**Text to read**
====
Any input would be appreciated, and have a safe labor day!


----------



## BridgeMan (Sep 1, 2011)

Your plan sounds like you are making more work for yourself than required, with a potential for questionable results.

Do you have some good reasons for using "concrete brick" (we've always called them slump block) with a core of reinforced concrete, instead of a single member column, such as steel pipe? 

Trying to get good concrete consolidation inside of a brick shell won't be easy, and access for bringing concrete up to bear against the beam will also be problematic.

Bottle jack/post idea is not the best, as it is more susceptible to buckling during setup and use, leaving you with some serious problems when it goes.
Much better to use a simple screw jack post, consisting of nesting pipes, with a top threaded steel pin and bearing plate.  Bought mine on sale at Home Depot for less than $20 each.  The double pipe arrangement makes them adjustable, using small steel pins that are included.

Quick and easy way would be to cut existing pipe at the floor (after weight is taken up by temporary support) using a large angle grinder, then shifting it to the desired location with a steel shim plate of appropriate thickness (half-inch or so), followed by welding the plate to the pipe. 

Entire operation could be done in a few hours, half a day at most.


----------



## shadetree (Sep 1, 2011)

Mostly cost, availability and ease of use. I can pick up concrete bricks for around 30 cents each and get the whole pillar built built for about $60. I have no welding equipment, nor a proper grinder (I use a friction disc on a circular saw for cutting metal). Austin also has few metal yards, and I didn't have the best of luck with them trying to find steel sheet to use as a radiant barrier when I was installing my wood-stove (built it with cinder-blocks instead). I also have brick support columns holding up my carport, so the brick here might look better too. I was planning on using concrete bricks, something like this 7-3/4 in. x 2-1/4 in. x 3-3/4 in. Concrete Brick-25100130 at The Home Depot Not the grey hollow cellular cinder-blocks. 

I didn't know you could use the jack posts to lift as well. That will save alot of headache as I was planning on buying a pair anyway! Something like Tigerbrand jack posts would work?


----------



## nealtw (Sep 1, 2011)
====
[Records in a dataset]
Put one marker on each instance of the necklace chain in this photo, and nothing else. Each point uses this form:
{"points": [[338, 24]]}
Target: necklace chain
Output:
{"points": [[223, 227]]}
====
**Tasks to perform**
a: According to the forum thread, how much did BridgeMan pay for each screw jack post at Home Depot?
b: Copy the forum thread word for word between "Your plan sounds" and "that are included.", inclusive.

**Outputs by task**
a: Less than $20 each, bought on sale.

b:
Your plan sounds like you are making more work for yourself than required, with a potential for questionable results.

Do you have some good reasons for using "concrete brick" (we've always called them slump block) with a core of reinforced concrete, instead of a single member column, such as steel pipe? 

Trying to get good concrete consolidation inside of a brick shell won't be easy, and access for bringing concrete up to bear against the beam will also be problematic.

Bottle jack/post idea is not the best, as it is more susceptible to buckling during setup and use, leaving you with some serious problems when it goes.
Much better to use a simple screw jack post, consisting of nesting pipes, with a top threaded steel pin and bearing plate.  Bought mine on sale at Home Depot for less than $20 each.  The double pipe arrangement makes them adjustable, using small steel pins that are included.